_Task details_. Search the data for the string "below" and copy each line in which it appears.

_Dataset excerpts_.
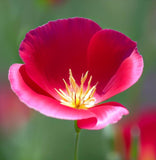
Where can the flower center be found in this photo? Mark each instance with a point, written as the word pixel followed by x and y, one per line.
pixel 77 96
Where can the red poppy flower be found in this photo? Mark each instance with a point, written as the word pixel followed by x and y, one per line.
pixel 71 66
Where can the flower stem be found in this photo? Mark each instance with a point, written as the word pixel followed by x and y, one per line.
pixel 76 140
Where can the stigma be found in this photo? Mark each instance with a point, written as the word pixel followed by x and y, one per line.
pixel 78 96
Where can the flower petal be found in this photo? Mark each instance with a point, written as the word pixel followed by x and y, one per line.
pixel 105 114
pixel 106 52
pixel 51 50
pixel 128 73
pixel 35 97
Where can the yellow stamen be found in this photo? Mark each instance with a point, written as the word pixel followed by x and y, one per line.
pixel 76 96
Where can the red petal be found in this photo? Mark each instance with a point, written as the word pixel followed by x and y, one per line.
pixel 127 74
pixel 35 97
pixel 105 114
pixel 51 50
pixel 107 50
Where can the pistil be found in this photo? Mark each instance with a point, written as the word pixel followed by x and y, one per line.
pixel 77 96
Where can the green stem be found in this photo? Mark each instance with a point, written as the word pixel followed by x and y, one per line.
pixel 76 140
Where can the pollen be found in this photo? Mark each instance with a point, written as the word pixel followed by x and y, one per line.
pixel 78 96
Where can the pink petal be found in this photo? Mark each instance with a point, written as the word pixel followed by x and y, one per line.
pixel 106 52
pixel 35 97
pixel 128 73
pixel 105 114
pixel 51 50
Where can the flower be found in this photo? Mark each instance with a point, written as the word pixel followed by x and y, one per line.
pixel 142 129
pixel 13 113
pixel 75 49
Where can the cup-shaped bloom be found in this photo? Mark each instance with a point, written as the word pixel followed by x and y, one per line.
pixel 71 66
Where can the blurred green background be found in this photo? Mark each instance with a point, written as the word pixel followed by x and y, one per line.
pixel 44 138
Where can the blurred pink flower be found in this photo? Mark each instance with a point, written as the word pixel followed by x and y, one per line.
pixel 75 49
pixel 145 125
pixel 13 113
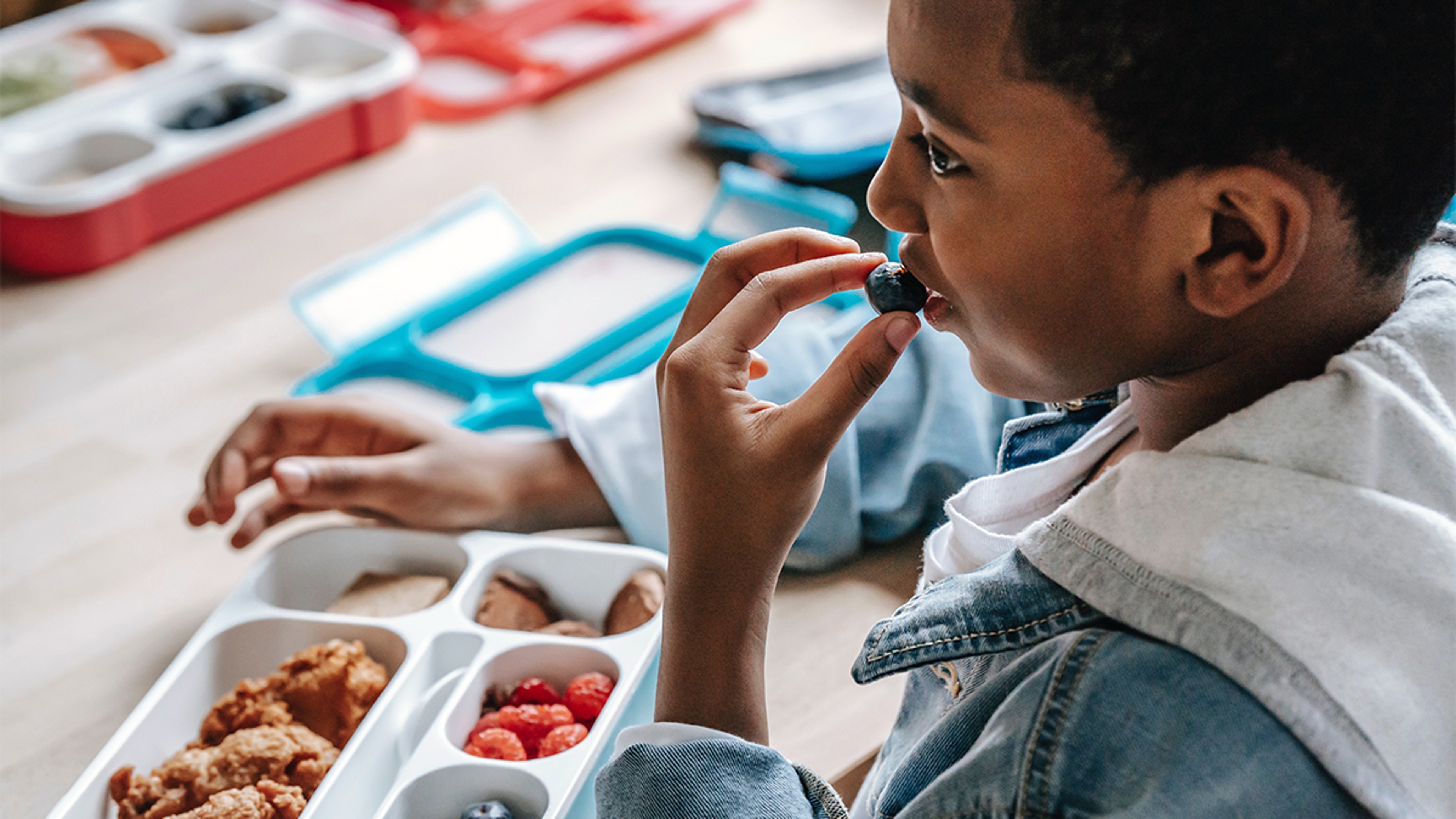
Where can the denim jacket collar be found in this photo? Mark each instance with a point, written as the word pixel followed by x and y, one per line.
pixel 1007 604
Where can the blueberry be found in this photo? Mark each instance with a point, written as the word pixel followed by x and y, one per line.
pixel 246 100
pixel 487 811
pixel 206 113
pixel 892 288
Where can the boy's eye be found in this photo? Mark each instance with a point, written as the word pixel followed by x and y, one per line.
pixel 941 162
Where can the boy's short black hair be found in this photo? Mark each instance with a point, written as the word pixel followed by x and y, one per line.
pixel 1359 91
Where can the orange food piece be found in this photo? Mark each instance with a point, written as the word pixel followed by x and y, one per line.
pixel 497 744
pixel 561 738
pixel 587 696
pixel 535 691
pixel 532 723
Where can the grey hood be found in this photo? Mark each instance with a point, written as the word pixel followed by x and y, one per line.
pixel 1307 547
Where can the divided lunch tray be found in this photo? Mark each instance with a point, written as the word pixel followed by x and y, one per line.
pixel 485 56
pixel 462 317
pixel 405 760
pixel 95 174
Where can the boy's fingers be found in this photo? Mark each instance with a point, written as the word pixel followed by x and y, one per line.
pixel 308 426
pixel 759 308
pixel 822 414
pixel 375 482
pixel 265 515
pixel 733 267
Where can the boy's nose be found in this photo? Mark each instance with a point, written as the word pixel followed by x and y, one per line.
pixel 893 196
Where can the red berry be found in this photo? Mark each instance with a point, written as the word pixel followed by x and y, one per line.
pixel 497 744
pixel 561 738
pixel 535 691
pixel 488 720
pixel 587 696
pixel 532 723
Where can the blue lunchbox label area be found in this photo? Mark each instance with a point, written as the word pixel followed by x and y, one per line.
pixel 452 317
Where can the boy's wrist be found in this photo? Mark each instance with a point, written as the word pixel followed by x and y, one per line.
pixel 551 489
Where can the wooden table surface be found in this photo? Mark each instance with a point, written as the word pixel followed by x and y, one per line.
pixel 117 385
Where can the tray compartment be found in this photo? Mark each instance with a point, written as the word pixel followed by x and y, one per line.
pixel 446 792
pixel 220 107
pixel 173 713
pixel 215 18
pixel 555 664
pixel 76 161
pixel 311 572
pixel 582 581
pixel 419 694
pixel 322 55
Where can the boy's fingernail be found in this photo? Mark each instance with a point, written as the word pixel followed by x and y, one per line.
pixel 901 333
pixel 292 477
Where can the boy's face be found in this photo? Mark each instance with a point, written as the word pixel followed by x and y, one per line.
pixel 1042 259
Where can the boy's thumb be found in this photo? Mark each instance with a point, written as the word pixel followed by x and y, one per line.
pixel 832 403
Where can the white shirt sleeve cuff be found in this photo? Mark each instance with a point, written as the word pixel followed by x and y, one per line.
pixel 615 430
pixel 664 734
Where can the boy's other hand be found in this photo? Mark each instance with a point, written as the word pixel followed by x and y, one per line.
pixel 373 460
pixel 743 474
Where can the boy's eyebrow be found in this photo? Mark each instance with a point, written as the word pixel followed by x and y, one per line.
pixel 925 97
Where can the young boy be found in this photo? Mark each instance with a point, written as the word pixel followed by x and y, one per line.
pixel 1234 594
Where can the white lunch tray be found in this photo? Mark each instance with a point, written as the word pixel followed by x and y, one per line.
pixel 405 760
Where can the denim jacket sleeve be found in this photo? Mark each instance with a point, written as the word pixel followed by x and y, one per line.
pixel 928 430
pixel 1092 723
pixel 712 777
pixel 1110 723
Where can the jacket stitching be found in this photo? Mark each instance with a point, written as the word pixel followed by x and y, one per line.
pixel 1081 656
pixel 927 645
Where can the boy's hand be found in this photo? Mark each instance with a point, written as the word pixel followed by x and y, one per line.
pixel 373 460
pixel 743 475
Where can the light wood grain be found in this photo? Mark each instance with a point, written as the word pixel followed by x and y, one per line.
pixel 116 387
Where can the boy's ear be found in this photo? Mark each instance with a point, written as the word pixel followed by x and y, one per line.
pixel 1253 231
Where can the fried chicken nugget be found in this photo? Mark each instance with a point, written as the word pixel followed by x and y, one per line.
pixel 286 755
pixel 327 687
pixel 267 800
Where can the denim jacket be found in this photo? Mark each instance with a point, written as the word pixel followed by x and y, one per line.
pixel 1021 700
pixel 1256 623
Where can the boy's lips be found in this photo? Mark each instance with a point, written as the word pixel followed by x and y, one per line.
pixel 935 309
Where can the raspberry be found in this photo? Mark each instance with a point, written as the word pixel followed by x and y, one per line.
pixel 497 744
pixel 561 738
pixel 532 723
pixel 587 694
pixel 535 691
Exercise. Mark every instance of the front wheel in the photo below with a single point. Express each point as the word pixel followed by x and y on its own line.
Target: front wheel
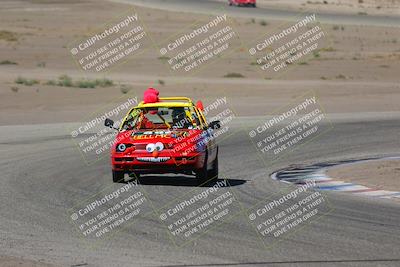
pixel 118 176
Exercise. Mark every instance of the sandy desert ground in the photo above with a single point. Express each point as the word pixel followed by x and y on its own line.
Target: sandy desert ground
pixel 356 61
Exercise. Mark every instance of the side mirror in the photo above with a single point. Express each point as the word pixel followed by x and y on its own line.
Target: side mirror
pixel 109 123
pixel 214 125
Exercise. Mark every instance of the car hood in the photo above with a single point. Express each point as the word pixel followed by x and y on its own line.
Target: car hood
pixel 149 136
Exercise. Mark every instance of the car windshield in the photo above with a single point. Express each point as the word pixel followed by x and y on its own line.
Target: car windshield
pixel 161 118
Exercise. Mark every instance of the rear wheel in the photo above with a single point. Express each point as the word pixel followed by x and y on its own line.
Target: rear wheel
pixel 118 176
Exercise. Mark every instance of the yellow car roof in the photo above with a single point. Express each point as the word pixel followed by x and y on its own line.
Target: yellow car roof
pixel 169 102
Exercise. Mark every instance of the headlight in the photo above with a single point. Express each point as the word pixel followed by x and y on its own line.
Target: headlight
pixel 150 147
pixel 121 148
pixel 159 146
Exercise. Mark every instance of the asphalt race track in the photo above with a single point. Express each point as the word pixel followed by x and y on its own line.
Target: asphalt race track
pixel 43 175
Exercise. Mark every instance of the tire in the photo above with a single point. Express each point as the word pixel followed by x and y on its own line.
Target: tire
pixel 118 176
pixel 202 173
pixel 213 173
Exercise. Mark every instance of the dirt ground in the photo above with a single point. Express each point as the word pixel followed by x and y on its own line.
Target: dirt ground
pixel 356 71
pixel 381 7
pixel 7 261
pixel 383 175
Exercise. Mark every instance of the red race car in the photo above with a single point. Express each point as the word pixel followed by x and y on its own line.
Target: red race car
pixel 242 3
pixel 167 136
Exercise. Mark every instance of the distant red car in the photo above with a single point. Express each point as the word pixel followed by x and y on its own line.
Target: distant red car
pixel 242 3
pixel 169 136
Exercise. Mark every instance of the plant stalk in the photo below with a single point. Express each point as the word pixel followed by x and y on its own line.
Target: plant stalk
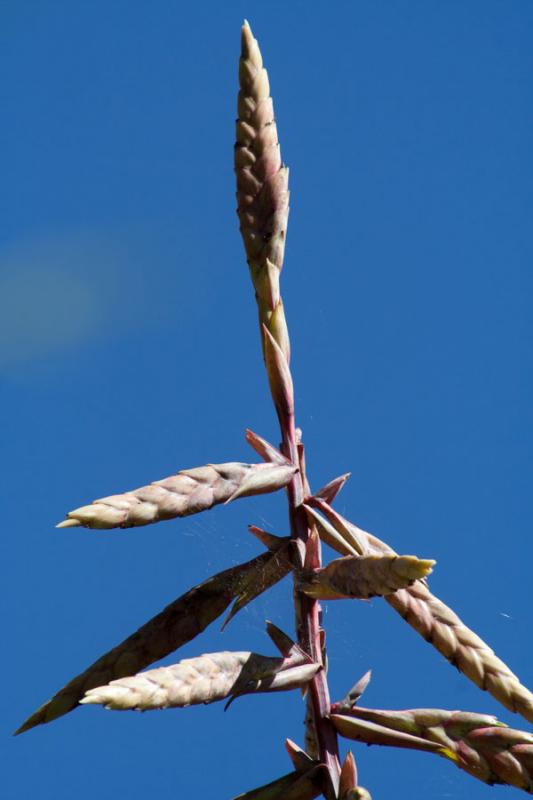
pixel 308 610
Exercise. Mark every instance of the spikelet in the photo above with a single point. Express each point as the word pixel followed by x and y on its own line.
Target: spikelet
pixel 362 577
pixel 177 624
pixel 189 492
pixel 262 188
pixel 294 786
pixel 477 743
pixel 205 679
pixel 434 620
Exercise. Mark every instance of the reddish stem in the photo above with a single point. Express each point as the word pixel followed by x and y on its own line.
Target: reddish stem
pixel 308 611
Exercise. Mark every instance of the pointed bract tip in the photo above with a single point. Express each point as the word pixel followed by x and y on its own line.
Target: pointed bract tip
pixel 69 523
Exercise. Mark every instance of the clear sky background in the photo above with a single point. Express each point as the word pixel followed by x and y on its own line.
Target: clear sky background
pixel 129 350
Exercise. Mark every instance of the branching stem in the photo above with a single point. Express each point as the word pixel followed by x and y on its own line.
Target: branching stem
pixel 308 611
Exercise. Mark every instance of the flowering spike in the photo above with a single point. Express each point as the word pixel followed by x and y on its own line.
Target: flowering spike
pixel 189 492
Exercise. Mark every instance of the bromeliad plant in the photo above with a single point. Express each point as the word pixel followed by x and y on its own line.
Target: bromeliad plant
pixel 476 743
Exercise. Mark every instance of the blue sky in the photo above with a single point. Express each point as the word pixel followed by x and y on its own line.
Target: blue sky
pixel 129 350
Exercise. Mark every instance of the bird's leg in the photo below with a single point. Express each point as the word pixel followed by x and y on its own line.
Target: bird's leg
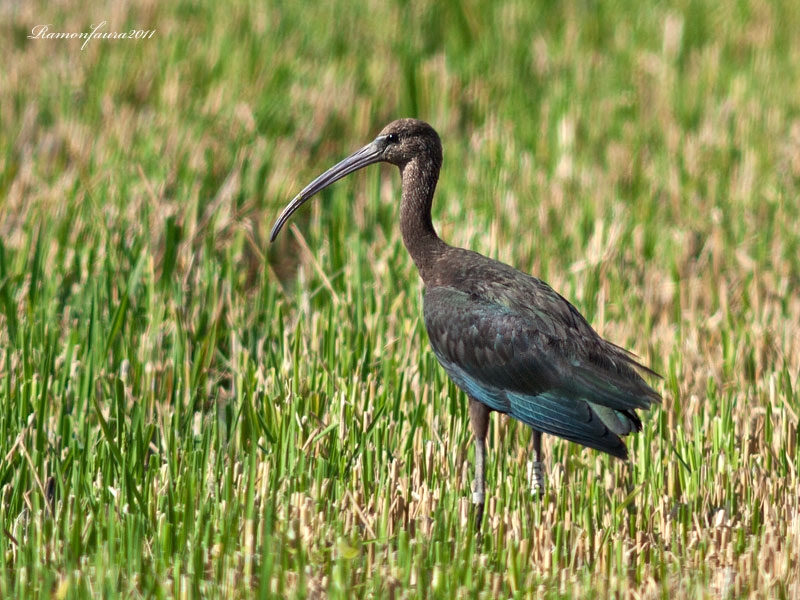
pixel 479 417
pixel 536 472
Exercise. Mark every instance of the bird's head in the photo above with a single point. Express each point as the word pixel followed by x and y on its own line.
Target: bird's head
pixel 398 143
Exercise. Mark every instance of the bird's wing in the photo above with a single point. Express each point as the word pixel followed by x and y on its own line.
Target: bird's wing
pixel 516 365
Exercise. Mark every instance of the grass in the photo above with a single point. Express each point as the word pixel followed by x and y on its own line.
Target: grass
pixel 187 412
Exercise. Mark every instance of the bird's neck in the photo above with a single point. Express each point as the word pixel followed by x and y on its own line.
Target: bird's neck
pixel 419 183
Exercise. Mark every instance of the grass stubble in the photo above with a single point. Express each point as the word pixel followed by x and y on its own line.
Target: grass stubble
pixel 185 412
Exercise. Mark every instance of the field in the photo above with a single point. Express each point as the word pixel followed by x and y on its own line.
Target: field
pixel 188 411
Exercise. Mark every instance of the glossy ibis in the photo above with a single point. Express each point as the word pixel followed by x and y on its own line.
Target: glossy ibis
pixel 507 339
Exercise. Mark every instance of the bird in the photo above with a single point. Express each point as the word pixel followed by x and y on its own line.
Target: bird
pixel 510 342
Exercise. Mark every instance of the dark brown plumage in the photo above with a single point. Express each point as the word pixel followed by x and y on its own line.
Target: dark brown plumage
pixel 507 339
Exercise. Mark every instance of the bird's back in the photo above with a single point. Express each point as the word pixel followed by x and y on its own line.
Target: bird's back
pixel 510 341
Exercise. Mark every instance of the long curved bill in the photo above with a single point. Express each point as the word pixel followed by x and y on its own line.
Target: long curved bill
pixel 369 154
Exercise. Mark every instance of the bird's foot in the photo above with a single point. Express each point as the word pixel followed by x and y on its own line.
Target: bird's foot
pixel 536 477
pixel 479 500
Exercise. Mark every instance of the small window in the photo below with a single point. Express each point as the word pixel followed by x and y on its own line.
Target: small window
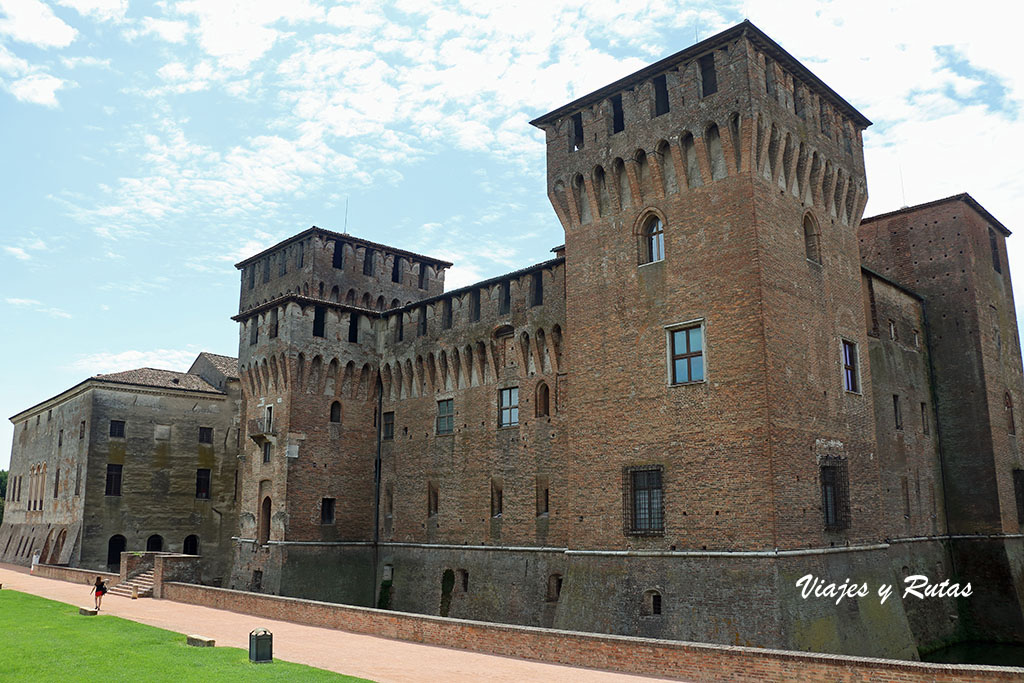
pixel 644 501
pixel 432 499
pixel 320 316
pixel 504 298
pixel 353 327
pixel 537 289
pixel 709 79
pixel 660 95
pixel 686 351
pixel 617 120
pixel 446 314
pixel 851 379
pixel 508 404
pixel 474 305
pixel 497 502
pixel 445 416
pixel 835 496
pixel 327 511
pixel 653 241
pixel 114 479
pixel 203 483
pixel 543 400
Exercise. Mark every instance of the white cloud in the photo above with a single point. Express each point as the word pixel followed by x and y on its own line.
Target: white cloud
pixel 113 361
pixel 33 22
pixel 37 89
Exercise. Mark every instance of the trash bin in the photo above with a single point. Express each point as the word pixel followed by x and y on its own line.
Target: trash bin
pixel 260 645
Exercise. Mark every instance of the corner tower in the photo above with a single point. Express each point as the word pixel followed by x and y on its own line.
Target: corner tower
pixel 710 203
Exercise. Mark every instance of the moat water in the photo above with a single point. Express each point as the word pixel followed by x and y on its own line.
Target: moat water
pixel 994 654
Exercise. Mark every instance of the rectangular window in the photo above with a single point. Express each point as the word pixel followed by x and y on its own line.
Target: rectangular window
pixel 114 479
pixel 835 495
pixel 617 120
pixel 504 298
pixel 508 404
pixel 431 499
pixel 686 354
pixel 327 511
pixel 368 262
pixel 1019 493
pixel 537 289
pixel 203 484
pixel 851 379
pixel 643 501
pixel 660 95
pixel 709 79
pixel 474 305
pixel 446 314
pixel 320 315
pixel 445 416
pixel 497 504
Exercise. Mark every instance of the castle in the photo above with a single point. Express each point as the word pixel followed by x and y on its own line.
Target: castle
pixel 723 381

_Problem solution_.
Exercise. Mark every instance of the front wheel in the photo below with a single point. Express each point as the word pixel followed by x and y on its own line.
Exercise. Mark every instance of the plant stalk in the photo below with a single point. Express each point as the word pixel followed by x and y on its own line.
Exercise. Mark every instance of the bird's leg in the photo below with a single point. Express each point as the word pixel followed by x and y on its own line.
Exercise. Mark every instance of the small window in the photo below with a single point. Express each point as the word pixel followed by x and y on its own line.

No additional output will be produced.